Work request. Within the listing, how many lines include "white"? Please answer with a bare number.

══════

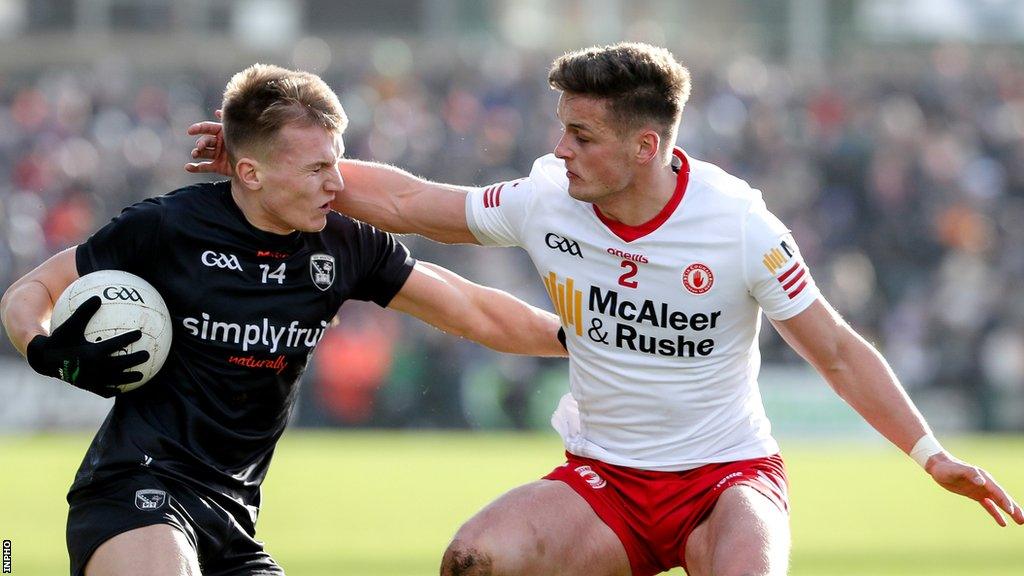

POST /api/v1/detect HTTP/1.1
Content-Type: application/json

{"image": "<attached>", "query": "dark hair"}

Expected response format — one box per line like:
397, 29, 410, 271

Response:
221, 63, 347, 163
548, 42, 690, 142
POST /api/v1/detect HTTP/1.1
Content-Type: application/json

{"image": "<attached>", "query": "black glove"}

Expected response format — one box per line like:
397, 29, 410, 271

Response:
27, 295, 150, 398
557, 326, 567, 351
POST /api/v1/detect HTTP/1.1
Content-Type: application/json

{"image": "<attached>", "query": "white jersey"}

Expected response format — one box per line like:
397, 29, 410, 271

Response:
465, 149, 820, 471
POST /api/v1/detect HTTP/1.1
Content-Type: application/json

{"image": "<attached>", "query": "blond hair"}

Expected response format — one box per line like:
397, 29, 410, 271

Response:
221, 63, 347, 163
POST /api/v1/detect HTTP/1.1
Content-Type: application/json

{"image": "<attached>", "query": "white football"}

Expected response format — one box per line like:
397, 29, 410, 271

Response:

══════

Expected answer. 2